Work request:
Give back the whole listing exactly, line by line.

Dataset excerpts:
━━━━━━━━━━━━━━━━━━━━━━━━━━━━━━

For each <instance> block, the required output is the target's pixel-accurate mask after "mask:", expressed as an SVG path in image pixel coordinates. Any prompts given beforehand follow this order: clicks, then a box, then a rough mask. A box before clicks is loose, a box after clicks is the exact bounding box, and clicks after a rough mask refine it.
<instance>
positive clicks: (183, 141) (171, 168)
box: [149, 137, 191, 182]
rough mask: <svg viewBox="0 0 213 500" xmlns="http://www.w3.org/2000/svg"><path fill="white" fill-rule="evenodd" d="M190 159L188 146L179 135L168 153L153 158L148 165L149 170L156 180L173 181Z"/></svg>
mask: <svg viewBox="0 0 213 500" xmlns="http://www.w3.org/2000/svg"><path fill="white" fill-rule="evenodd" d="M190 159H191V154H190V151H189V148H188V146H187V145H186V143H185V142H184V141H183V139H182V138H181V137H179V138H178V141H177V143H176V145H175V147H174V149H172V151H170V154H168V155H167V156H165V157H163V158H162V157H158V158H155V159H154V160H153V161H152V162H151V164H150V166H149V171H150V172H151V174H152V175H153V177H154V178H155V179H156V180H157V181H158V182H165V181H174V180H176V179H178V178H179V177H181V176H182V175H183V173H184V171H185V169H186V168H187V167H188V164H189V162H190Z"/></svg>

━━━━━━━━━━━━━━━━━━━━━━━━━━━━━━

Answer to the problem:
For each <instance> block, the required output is the target's pixel-accurate mask after "mask:", expressed as an SVG path in image pixel coordinates. Any prompts given beforehand follow this order: clicks, then a box, then a rough mask. A box before clicks is loose, a box after clicks is the exact bounding box, and clicks after a rough mask refine it.
<instance>
positive clicks: (183, 141) (171, 168)
box: [149, 137, 191, 182]
rough mask: <svg viewBox="0 0 213 500" xmlns="http://www.w3.org/2000/svg"><path fill="white" fill-rule="evenodd" d="M190 159L188 146L179 135L168 153L153 158L148 165L149 170L156 180L173 181Z"/></svg>
mask: <svg viewBox="0 0 213 500" xmlns="http://www.w3.org/2000/svg"><path fill="white" fill-rule="evenodd" d="M190 159H191V154H190V151H189V148H188V146H187V145H186V143H185V142H184V141H183V139H182V138H181V137H179V138H178V141H177V143H176V145H175V147H174V149H172V151H170V154H168V155H167V156H165V157H163V158H162V157H158V158H155V159H154V160H153V161H152V162H151V164H150V166H149V171H150V172H151V174H152V175H153V177H154V178H155V179H156V180H157V181H158V182H165V181H174V180H176V179H178V178H179V177H181V176H182V175H183V173H184V171H185V169H186V168H187V167H188V164H189V162H190Z"/></svg>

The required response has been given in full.